Rising interest rates paired with sky-high home prices have been a veritable double whammy for homebuyers as of late, but Black Knight’s latest Mortgage Monitor report may offer somewhat of a silver lining.
The real estate analytics company revealed that, while prices are still climbing, the rate of that climb is slowing significantly. Annual home price appreciation plunged from 19.3% in May to 17.3% in June. The slashing of nearly two percentage points from the pace of price growth was the largest slowdown recorded by Black Knight since at least the early 1970s — and according to Black Knight Data & Analytics President Ben Graboske, it wasn’t even close.
“For context, during the 2006 downturn, the strongest single-month slowing was 1.19% – about what we saw last month – and June topped that by 66%,” Graboske said. “The slowdown was broad-based among the top 50 markets at the metro level, with some areas experiencing even more pronounced cooling. In fact, 25% of major U.S. markets saw growth slow by three percentage points in June, with four decelerating by four or more points in that month alone.”
+ + + + +
Extend the article on slowing home price growth, starting after its last sentence. The rows that come after this text are not needed for the task.
+ + + + +
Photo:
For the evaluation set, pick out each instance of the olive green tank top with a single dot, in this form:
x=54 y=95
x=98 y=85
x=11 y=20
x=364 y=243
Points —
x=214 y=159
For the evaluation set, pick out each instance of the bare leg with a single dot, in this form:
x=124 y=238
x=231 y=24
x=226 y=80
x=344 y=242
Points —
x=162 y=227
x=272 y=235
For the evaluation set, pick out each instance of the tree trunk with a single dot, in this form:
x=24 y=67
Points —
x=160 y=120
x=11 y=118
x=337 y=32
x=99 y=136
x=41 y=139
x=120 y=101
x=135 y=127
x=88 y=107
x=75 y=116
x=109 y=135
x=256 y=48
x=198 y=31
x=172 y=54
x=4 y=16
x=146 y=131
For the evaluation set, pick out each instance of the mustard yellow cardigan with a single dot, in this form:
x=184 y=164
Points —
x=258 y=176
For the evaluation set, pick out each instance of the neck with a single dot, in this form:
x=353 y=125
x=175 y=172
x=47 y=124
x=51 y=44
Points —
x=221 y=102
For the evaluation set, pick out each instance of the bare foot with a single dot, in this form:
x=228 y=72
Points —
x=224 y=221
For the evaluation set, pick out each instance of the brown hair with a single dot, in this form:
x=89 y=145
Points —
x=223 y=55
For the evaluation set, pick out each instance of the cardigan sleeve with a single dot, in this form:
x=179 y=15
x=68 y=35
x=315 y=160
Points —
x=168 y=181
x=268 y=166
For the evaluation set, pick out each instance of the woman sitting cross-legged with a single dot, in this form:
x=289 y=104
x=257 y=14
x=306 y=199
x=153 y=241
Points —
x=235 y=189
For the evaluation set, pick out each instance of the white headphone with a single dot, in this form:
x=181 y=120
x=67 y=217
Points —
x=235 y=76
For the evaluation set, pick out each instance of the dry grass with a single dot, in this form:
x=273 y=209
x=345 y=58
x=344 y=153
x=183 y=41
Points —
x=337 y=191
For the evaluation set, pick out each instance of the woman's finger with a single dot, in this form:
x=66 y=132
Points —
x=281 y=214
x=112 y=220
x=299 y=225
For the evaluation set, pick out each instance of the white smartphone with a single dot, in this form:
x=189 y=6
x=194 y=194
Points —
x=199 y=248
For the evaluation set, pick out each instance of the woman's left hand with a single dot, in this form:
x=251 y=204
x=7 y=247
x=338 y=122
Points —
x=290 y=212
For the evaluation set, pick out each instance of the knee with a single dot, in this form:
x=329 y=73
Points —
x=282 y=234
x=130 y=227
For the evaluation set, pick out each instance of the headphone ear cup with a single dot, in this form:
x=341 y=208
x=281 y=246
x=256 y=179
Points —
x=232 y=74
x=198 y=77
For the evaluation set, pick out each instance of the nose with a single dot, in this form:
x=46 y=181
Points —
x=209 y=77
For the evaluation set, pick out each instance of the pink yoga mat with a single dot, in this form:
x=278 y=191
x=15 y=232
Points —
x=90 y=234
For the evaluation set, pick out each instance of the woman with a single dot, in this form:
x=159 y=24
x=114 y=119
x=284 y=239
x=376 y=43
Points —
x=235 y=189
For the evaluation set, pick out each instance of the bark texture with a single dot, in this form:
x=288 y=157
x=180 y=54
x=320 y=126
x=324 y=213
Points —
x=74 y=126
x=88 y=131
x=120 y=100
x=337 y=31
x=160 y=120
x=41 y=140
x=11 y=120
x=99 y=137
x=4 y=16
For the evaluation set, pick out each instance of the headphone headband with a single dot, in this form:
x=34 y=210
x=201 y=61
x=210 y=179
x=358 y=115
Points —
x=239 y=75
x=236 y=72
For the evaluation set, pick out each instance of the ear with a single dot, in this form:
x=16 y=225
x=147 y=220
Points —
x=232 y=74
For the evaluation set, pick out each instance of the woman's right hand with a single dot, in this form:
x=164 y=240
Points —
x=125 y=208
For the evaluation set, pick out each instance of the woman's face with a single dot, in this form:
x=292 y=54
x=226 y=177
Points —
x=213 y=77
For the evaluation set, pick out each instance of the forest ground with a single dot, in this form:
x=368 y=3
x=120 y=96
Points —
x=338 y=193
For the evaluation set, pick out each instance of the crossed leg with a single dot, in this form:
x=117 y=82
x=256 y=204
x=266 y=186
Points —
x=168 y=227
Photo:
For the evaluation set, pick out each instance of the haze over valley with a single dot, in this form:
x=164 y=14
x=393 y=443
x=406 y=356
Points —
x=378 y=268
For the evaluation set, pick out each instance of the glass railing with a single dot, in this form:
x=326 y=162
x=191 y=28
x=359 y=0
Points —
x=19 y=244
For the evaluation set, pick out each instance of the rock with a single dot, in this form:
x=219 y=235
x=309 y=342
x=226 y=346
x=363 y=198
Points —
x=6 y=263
+ + + + +
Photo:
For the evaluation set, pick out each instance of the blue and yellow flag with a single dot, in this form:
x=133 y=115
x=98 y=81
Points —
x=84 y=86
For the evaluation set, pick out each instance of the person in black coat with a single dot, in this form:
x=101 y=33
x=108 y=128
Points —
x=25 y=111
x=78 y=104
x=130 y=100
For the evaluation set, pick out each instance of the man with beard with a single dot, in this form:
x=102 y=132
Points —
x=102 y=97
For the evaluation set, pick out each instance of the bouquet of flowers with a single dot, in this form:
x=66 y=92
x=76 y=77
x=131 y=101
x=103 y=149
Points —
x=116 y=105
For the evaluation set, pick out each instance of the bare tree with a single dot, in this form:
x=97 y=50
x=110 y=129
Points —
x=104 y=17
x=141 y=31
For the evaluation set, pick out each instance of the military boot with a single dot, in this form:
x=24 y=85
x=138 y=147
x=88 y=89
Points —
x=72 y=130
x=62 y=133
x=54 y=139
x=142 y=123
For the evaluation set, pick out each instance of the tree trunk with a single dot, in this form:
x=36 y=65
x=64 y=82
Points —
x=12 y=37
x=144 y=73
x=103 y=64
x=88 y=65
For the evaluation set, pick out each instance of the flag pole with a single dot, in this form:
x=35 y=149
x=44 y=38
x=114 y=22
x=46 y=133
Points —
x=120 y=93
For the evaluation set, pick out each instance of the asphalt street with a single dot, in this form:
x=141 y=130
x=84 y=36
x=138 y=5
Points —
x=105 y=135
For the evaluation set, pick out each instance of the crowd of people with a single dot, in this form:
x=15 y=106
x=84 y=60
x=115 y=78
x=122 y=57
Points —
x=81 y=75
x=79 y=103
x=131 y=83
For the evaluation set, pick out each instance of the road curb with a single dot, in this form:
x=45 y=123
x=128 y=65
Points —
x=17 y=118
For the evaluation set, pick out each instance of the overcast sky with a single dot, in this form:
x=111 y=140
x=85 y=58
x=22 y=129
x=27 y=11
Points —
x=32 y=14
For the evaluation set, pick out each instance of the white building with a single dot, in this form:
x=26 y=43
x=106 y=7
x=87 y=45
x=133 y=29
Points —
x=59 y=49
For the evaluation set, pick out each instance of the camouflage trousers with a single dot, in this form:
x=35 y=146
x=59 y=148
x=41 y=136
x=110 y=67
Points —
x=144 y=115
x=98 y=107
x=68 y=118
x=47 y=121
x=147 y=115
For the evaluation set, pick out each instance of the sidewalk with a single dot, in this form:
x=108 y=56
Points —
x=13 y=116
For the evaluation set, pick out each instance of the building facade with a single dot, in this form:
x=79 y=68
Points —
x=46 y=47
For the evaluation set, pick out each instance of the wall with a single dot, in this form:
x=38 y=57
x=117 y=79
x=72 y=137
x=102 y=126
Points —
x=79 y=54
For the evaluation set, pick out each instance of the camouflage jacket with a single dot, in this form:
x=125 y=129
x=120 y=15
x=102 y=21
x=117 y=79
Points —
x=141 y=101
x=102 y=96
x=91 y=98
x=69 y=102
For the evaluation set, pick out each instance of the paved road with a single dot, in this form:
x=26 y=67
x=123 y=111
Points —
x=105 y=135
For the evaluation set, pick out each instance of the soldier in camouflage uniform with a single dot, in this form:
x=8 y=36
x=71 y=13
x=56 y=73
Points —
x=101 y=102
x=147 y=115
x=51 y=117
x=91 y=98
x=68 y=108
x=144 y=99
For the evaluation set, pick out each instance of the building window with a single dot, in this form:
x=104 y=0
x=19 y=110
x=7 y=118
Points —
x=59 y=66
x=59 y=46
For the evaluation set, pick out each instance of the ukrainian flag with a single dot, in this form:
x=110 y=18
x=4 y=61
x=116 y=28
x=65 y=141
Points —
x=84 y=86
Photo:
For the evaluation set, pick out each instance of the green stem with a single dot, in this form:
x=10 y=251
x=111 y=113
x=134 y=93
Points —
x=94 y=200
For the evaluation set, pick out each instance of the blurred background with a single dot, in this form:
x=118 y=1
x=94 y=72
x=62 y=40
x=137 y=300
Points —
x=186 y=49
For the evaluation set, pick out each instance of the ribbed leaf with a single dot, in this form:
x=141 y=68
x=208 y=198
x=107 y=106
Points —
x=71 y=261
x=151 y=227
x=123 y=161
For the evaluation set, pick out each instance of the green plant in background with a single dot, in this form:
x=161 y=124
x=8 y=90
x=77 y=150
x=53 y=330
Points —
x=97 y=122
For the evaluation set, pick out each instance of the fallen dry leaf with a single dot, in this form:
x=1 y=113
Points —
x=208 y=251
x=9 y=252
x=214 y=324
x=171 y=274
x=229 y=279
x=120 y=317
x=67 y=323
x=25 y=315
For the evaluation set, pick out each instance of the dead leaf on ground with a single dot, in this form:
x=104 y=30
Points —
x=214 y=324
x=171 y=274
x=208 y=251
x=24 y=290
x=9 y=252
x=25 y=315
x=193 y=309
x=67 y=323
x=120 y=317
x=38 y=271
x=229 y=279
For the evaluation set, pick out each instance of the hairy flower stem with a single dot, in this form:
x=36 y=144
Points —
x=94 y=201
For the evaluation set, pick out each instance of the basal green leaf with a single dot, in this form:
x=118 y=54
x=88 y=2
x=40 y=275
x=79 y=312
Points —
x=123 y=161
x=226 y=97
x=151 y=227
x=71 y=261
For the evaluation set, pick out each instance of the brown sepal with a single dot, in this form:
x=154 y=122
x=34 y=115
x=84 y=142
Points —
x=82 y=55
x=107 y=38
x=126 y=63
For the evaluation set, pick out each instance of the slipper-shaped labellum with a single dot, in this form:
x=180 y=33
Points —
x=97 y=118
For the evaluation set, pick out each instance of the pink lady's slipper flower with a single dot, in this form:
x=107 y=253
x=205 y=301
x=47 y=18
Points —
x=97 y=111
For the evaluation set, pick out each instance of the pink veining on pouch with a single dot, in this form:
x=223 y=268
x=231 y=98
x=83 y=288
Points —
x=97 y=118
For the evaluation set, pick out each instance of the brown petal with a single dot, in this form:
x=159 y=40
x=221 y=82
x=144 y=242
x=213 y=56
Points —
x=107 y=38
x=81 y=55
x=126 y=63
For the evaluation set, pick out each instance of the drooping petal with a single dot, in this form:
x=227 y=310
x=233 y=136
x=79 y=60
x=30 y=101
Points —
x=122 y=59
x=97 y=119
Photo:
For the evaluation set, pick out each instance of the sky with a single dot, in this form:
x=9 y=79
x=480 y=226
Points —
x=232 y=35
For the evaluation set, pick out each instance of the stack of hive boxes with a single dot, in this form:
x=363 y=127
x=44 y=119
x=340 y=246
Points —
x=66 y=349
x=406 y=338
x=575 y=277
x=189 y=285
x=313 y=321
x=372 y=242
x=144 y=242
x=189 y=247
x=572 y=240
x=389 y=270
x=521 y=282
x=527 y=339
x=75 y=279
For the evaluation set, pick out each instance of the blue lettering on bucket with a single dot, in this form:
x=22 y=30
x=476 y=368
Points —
+ + + + +
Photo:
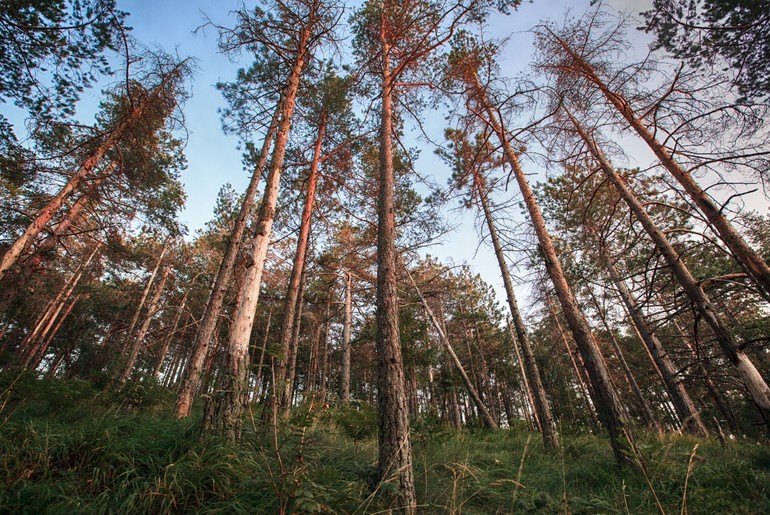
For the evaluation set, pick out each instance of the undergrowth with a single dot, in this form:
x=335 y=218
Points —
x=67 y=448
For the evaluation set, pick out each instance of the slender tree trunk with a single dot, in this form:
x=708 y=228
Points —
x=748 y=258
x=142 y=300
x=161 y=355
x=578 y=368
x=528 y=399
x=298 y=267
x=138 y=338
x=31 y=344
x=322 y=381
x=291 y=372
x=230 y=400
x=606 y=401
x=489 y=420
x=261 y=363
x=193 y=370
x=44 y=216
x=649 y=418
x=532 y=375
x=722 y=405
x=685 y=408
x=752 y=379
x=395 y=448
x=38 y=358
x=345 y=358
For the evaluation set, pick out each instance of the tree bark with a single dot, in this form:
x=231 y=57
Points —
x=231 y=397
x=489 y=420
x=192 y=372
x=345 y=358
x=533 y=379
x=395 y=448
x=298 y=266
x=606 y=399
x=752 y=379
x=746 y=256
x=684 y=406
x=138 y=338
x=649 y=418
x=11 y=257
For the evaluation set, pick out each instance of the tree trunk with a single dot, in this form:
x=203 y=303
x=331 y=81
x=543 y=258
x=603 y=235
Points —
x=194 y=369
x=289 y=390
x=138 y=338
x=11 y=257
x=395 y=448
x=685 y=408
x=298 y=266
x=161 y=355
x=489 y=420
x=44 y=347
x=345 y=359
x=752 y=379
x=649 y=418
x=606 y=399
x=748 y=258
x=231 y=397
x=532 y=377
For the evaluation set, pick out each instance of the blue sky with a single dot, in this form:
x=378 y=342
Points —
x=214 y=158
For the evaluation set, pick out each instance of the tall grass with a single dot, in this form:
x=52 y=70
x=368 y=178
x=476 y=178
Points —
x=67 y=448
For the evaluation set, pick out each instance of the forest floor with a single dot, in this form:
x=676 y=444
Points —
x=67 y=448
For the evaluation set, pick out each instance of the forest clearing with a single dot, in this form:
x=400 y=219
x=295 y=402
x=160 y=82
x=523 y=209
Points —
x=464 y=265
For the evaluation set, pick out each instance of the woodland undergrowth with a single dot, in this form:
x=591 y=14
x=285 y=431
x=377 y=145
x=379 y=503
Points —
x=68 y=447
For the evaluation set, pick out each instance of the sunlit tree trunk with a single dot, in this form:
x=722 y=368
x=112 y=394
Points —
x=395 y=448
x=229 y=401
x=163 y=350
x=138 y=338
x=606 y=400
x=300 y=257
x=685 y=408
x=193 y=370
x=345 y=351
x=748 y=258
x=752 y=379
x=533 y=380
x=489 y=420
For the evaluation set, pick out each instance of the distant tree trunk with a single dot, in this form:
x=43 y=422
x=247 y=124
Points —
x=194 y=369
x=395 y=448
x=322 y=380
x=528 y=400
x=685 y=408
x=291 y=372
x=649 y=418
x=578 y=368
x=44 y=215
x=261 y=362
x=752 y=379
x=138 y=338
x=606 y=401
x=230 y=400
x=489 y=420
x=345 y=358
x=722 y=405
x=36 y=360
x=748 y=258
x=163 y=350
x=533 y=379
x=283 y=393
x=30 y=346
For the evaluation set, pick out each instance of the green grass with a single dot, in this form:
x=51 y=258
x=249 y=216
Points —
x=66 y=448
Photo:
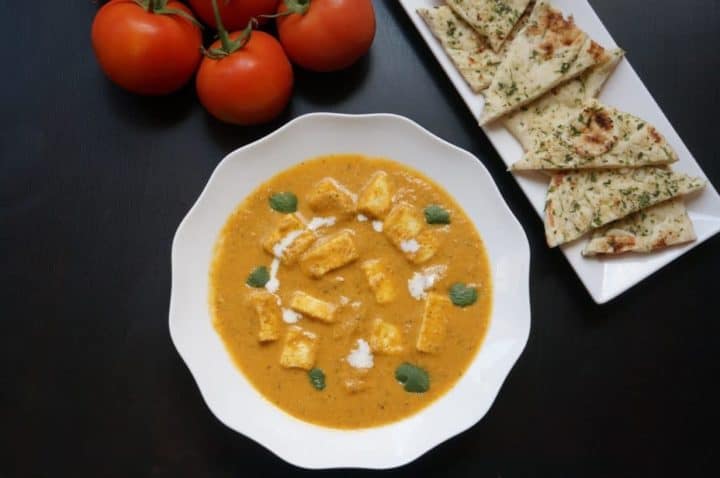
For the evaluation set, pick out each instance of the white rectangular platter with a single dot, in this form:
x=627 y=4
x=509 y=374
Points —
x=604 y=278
+ + + + +
ANSWER TO THIS PROBLEM:
June was the third consecutive month that saw the price growth rate decelerate, another sign that high prices and rising rates are indeed finally turning the burners down under the previously scorching market. Meanwhile, in another encouraging sign for would-be buyers, June’s plummet in price growth coincided with the largest single-month increase of inventory in 12 years. Per Black Knight’s data, there has been a seasonally adjusted 22% increase in the number of homes listed for sale over the past two months, a jump equating to roughly 114,000 new listings.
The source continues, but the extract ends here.